_What is required_
Pull each line containing "grass" out of the data and copy it.

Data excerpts

★ ★ ★ ★ ★

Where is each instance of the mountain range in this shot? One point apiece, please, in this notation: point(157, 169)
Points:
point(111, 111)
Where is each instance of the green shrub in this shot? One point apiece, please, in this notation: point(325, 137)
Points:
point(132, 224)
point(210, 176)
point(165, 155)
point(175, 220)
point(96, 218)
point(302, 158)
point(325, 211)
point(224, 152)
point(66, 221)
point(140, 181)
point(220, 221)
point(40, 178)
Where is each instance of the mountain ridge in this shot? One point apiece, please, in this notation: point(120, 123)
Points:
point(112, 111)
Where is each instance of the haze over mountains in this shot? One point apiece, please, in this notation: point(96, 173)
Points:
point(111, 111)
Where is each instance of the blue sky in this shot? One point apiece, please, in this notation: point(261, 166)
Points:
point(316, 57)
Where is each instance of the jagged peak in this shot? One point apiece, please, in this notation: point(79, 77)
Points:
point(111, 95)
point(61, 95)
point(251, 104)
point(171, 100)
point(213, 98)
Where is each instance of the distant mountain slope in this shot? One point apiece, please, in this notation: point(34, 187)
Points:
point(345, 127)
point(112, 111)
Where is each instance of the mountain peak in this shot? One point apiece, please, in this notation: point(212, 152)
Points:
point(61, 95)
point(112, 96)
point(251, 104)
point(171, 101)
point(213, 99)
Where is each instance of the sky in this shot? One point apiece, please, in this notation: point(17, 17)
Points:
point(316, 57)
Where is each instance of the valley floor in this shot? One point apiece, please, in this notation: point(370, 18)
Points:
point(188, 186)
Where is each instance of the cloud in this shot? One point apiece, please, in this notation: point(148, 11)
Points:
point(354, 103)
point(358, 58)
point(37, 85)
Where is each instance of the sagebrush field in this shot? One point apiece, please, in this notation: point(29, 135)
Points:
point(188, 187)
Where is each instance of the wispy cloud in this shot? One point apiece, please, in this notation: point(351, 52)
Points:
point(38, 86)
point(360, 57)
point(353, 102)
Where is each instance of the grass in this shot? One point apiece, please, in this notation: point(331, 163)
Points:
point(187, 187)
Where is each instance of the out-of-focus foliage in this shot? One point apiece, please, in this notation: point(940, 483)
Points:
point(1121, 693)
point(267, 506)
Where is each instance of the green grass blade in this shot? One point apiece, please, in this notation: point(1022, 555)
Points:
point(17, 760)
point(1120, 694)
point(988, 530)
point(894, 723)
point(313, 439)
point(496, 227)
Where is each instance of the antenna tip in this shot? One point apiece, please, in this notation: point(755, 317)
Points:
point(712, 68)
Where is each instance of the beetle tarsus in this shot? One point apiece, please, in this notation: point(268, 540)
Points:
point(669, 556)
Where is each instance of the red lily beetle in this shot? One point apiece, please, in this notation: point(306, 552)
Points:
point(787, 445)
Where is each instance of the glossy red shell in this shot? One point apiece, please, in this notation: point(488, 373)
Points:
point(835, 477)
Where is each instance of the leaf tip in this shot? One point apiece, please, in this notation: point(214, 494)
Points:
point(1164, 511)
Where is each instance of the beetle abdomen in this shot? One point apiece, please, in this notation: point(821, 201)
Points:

★ ★ ★ ★ ★

_Response box_
Where is each instance of the grass in this shot? One point apiece, please, in this notation: point(331, 163)
Where is each instance of the green grass blade in this shot? One point apiece, please, in this notation: point(1022, 555)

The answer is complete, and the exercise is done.